## Your objective
Leaving out only the pictures, write out all the entries exactly.

START Records for the task

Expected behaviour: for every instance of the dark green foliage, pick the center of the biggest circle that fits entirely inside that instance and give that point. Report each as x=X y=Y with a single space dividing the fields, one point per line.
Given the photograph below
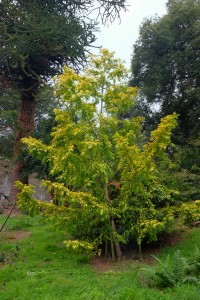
x=173 y=271
x=166 y=65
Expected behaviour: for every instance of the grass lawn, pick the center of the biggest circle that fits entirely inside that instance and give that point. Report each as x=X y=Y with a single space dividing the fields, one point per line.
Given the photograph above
x=34 y=265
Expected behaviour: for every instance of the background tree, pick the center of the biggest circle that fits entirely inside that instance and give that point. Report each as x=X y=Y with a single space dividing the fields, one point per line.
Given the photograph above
x=166 y=64
x=36 y=39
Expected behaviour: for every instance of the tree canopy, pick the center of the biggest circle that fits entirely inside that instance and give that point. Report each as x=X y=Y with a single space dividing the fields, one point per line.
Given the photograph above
x=36 y=39
x=166 y=64
x=108 y=185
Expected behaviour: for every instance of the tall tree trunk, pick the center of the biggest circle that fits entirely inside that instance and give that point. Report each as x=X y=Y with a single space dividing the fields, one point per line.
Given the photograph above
x=26 y=126
x=116 y=243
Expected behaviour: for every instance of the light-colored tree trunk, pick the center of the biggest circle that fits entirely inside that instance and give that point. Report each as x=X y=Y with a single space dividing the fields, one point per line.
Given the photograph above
x=25 y=128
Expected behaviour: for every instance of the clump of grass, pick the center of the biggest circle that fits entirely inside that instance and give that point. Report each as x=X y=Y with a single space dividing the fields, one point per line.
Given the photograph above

END Records for the task

## Finished exercise
Expected behaviour: for every instance of the dark green foliage, pick the center of the biggest circle that fits entirely inside that instance and give that point. Report each as x=X y=Y with a single space dividing the fields, one point per line.
Given the photograph below
x=173 y=271
x=166 y=65
Expected behaviour: for every instance of the grass lawn, pick the center of the biggest circle that fits entirely inside that instance and give that point. Report each as x=X y=Y with a single space dividing the fields, one point per line.
Given the photograph above
x=34 y=265
Expected behaviour: for every instance of the background tree, pick the center of the biggest circle that fits entirely inside that instance and give that point. Report each as x=X y=Y with a single space dividing the fields, one point per line.
Given the photograph above
x=166 y=64
x=36 y=39
Expected behaviour: for every instance of the tree canopy, pick the center of the biggest circle that fits entirely inside that instance and give that point. Report each as x=X y=Y with a single space dividing the fields, one point per line.
Given the photograph above
x=36 y=39
x=166 y=64
x=108 y=185
Expected behaviour: for every instance of the tall tree trunk, pick the center of the biggest circle that fits entirely inside that instance and give that point. Report each as x=X y=Y with a single space dividing the fields, one point per line.
Given the photograph above
x=26 y=126
x=116 y=243
Expected behaviour: for every instance of the light-colored tree trunk, pick the center of the biggest circle that fits entirely inside that instance and give that point. Report each as x=X y=Y with a single space dividing the fields, one point per line.
Given the photograph above
x=25 y=128
Expected behaviour: for every instance of the clump of grass, pick the center of the biggest circle that fits entirely inside that instance and give that point. Report each as x=X y=Y with a single space dividing the fields, one point per line.
Given the photograph above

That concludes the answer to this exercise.